## Short task
Please repeat each of the items below word for word, keeping every line unchanged.

[Point annotation records]
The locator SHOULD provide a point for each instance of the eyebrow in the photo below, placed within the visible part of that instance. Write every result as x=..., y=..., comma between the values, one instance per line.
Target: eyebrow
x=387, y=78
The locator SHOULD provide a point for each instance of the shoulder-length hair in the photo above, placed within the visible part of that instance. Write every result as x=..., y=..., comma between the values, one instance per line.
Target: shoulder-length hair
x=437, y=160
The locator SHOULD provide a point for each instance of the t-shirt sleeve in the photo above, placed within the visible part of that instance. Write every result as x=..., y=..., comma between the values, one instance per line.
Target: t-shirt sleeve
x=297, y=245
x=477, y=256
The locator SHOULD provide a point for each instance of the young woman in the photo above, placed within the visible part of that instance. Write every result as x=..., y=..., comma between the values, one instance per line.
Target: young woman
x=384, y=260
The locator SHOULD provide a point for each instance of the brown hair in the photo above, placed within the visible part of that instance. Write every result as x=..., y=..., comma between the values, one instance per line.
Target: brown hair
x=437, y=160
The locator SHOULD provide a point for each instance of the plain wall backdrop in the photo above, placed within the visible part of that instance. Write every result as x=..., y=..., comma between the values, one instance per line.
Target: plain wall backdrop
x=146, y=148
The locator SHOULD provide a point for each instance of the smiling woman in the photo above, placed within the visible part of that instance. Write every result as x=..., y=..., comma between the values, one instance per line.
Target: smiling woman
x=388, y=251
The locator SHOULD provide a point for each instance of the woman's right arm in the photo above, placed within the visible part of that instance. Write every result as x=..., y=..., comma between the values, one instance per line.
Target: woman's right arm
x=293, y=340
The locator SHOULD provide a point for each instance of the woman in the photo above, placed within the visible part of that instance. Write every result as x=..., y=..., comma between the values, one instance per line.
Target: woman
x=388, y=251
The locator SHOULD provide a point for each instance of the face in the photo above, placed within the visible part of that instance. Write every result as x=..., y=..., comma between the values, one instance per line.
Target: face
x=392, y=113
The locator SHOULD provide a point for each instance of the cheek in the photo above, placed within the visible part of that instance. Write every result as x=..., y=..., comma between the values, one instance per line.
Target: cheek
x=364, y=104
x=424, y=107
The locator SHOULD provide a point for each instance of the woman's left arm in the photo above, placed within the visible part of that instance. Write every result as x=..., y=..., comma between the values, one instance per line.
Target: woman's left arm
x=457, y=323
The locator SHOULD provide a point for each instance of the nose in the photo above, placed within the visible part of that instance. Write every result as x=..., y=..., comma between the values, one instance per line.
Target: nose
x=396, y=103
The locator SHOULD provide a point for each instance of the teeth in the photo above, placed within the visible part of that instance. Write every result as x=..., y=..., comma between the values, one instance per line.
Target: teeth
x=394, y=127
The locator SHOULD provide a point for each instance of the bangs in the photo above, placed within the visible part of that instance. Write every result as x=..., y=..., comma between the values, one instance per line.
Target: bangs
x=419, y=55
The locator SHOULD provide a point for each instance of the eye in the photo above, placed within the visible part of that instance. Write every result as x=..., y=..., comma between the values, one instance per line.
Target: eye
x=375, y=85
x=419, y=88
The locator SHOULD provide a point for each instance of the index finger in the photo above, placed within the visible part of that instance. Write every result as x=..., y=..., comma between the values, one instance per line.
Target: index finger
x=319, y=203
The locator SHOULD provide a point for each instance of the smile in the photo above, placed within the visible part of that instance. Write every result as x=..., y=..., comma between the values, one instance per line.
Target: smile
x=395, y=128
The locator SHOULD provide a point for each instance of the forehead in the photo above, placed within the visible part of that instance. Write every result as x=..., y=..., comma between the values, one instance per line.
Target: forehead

## Result for this exercise
The locator SHOULD provide a point for each instance of the eyebrow in the photo below, placed within the visible part of that instance. Write every result as x=..., y=..., comma between the values, one instance per line.
Target: eyebrow
x=387, y=78
The locator SHOULD provide a point for each instance of the shoulder-length hair in the photo above, placed within the visible part of that instance. Write every result as x=..., y=..., comma between the values, one instance per line.
Target: shoulder-length hair
x=437, y=160
The locator SHOULD provide a point for each instance of the t-shirt sleeve in the photo above, placed within the visible part of that instance. Write every result as x=..., y=..., comma between the values, one instance per line.
Target: t-shirt sleeve
x=297, y=245
x=477, y=256
The locator SHOULD provide a point for each instance of the young woman in the photo above, placed within the visible part of that instance. Write every result as x=..., y=..., comma between the values, one instance per line.
Target: young woman
x=384, y=260
The locator SHOULD provide a point for each instance of the brown hair in the photo above, placed within the visible part of that instance. Write every result as x=..., y=..., comma between the values, one instance per line.
Target: brown hair
x=437, y=160
The locator SHOULD provide a point for each instance of the plain wall backdrop in the photo above, placed within the visible part of that instance. Write every result as x=..., y=..., comma between the values, one instance per line.
Target: plain wall backdrop
x=146, y=148
The locator SHOULD provide a point for each instance of the smiling woman in the photo above, placed within the visible part of that instance. Write every result as x=..., y=..., comma between the values, one instance per line.
Target: smiling woman
x=388, y=251
The locator SHOULD provide a point for each instance of the woman's right arm in the photo above, placed within the visible part of that instance. Write every result as x=..., y=..., comma between the values, one instance per line.
Target: woman's right arm
x=293, y=340
The locator SHOULD provide a point for each instance of the woman in the photo above, placed within the visible part of that instance. Write every result as x=..., y=..., comma between the values, one instance per line.
Target: woman
x=388, y=251
The locator SHOULD provide a point for each instance of the face in the photo above, placed within the visible part of that instance. Write every result as x=..., y=..., comma between the values, one instance per line.
Target: face
x=392, y=113
The locator SHOULD provide a point for each instance of the cheek in the photo above, placed within the visible part of that instance. Write every result as x=..., y=..., comma between the values, one instance per line.
Target: cheek
x=364, y=104
x=424, y=107
The locator SHOULD provide a point for each instance of the woman's left arm in the photo above, placed within the visible part of that instance. Write every result as x=..., y=..., comma between the values, one instance per line.
Target: woman's left arm
x=457, y=323
The locator SHOULD provide a point for each instance of the nose in the photo above, placed within the visible part of that instance. Write every result as x=..., y=..., comma between the values, one instance per line.
Target: nose
x=396, y=103
The locator SHOULD provide a point for each instance of the teeth in the photo above, placed within the visible part of that instance. Write every result as x=..., y=..., comma between the values, one instance per line.
Target: teeth
x=394, y=127
The locator SHOULD provide a point for each instance of the bangs in the photo above, placed within the visible part of that instance. Write every result as x=..., y=..., comma between the values, one instance per line.
Target: bangs
x=419, y=55
The locator SHOULD provide a point for each instance of the eye in the photo above, placed within the visible part of that instance. Write every result as x=..., y=..., comma between the values, one instance per line.
Target: eye
x=375, y=85
x=419, y=88
The locator SHOULD provide a point for each instance of the index finger in the photo above, placed within the visible part of that instance. Write every result as x=..., y=..., comma between the values, one instance per line.
Target: index finger
x=319, y=203
The locator SHOULD provide a point for each instance of the smile in the photo above, placed within the visible part of that instance. Write every result as x=..., y=..., comma between the values, one instance per line.
Target: smile
x=395, y=128
The locator SHOULD provide a point for each instance of the forehead in the photo above, placed within the visible part of that instance. Write every result as x=..., y=..., comma between the values, one instance per line.
Target: forehead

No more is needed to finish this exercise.